▸ Task requirements: Would you please reproduce all the entries word for word, minus the pictures?

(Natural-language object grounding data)
[Start of section]

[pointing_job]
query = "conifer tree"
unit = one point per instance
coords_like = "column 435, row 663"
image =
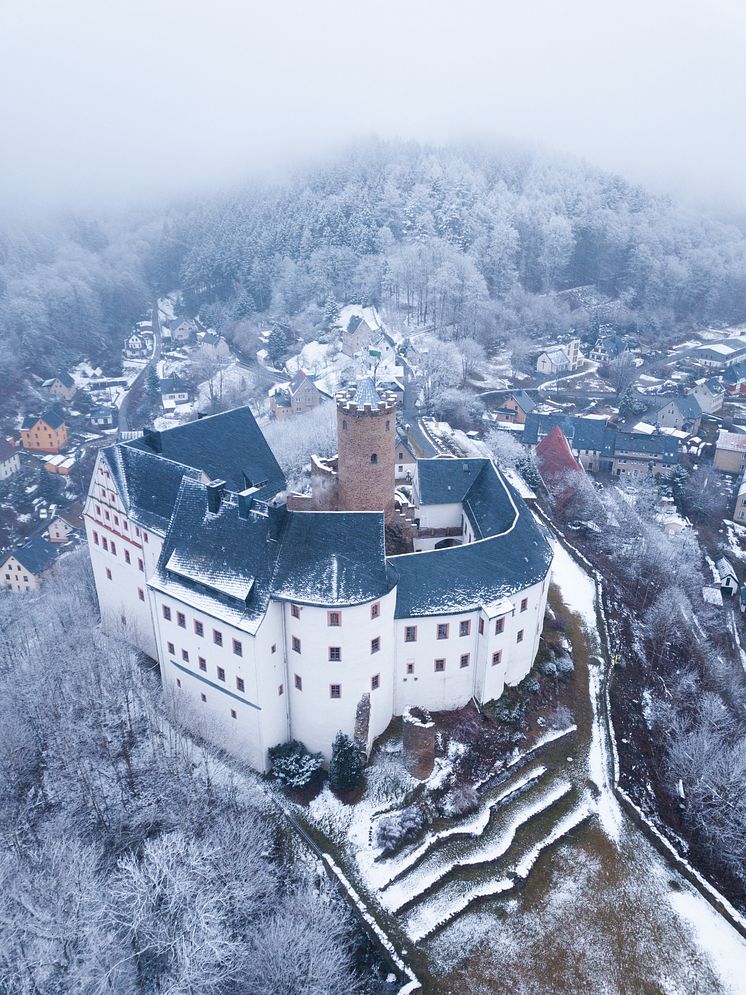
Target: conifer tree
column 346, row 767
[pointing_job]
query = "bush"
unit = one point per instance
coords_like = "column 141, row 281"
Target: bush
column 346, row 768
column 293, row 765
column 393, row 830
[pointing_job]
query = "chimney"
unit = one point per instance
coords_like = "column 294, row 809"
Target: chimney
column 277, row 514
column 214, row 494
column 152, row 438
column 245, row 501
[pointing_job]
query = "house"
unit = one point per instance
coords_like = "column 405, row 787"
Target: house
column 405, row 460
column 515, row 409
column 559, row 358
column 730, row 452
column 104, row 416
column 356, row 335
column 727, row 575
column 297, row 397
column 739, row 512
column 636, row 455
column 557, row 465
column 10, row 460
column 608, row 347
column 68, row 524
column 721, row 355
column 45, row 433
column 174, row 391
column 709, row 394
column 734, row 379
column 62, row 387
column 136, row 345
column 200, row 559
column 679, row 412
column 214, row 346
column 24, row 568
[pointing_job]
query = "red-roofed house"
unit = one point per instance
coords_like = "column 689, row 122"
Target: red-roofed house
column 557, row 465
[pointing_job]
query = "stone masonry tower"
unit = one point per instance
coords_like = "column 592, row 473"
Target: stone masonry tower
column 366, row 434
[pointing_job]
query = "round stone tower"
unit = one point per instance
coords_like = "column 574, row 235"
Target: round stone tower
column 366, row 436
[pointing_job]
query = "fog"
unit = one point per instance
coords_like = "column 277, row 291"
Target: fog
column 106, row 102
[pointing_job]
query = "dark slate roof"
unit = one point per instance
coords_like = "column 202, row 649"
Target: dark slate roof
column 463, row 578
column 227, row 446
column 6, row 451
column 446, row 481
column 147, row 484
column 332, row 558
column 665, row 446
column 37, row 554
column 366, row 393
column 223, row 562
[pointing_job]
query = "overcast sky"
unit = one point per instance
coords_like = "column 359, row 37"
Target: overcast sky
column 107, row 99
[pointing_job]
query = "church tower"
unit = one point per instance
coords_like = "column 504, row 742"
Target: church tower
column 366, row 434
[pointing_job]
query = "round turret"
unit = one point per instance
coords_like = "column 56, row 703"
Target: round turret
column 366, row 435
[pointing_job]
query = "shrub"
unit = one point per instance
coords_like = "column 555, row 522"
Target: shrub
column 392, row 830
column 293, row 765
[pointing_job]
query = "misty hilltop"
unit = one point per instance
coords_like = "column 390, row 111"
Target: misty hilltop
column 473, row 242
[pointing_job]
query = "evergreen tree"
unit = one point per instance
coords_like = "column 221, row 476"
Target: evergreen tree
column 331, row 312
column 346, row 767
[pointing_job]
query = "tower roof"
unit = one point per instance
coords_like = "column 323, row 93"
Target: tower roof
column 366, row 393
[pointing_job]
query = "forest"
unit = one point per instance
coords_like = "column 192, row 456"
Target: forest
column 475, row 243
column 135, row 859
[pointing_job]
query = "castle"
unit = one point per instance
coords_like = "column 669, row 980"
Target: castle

[End of section]

▸ Output for this task:
[pointing_job]
query = "conifer tree"
unit = one point per instance
coords_like = "column 435, row 663"
image =
Target: conifer tree
column 346, row 767
[pointing_job]
query = "bush"
unit = one point per instance
coords_like = "column 141, row 281"
Target: bush
column 346, row 768
column 293, row 765
column 393, row 830
[pointing_job]
query = "chimney"
unit = one point per instance
coords_like = "column 294, row 809"
Target: chimney
column 277, row 514
column 214, row 494
column 152, row 438
column 245, row 501
[pointing_job]
query = "house"
unit = one point per instance
coords_like = "column 405, row 787"
Target: house
column 405, row 460
column 515, row 409
column 559, row 358
column 730, row 452
column 104, row 416
column 356, row 335
column 727, row 575
column 297, row 397
column 739, row 512
column 636, row 455
column 557, row 465
column 10, row 460
column 608, row 347
column 68, row 524
column 721, row 355
column 45, row 433
column 174, row 391
column 709, row 394
column 734, row 379
column 62, row 387
column 136, row 345
column 200, row 559
column 679, row 412
column 214, row 346
column 24, row 568
[pointing_job]
query = "red-roofed house"
unit = one point per instance
coords_like = "column 689, row 122"
Target: red-roofed house
column 557, row 465
[pointing_job]
query = "stone masonry tower"
unit = one point per instance
coords_like = "column 592, row 473"
Target: stone masonry tower
column 366, row 434
[pointing_job]
query = "round stone tower"
unit = one point per instance
coords_like = "column 574, row 235"
Target: round stone tower
column 366, row 436
[pointing_job]
query = "fog"
unit = one point per instance
coords_like = "column 277, row 291"
Target: fog
column 106, row 102
[pointing_job]
query = "dark slate roof"
unit = one point per instance
coords_like = "column 202, row 649"
Target: dark slate roof
column 463, row 578
column 227, row 446
column 6, row 451
column 446, row 481
column 147, row 484
column 332, row 558
column 665, row 446
column 37, row 554
column 366, row 393
column 223, row 562
[pointing_job]
query = "overcast sky"
unit = one point per instance
coords_like = "column 359, row 37"
Target: overcast sky
column 107, row 99
[pointing_job]
query = "church tower"
unit = one point per instance
coords_like = "column 504, row 742"
Target: church tower
column 366, row 434
[pointing_job]
query = "round turret"
unit = one point per instance
coords_like = "column 56, row 703"
Target: round turret
column 366, row 435
[pointing_job]
query = "shrub"
unit = one point per instance
coords_like = "column 555, row 522"
Target: shrub
column 392, row 830
column 293, row 765
[pointing_job]
query = "misty hilltop"
unit = one point per instance
coords_like = "column 390, row 111"
Target: misty hilltop
column 473, row 242
[pointing_job]
query = "evergreen tree"
unit = one point per instance
coords_like = "column 221, row 476"
Target: evergreen tree
column 331, row 312
column 346, row 767
[pointing_job]
query = "tower roof"
unit = one point per instance
coords_like = "column 323, row 93"
Target: tower roof
column 366, row 393
[pointing_job]
query = "forest"
unit = one point per instance
coords_like = "column 192, row 456"
Target: forest
column 475, row 243
column 135, row 859
[pointing_job]
query = "castle"
unit = one point per instance
coords_like = "column 669, row 980"
Target: castle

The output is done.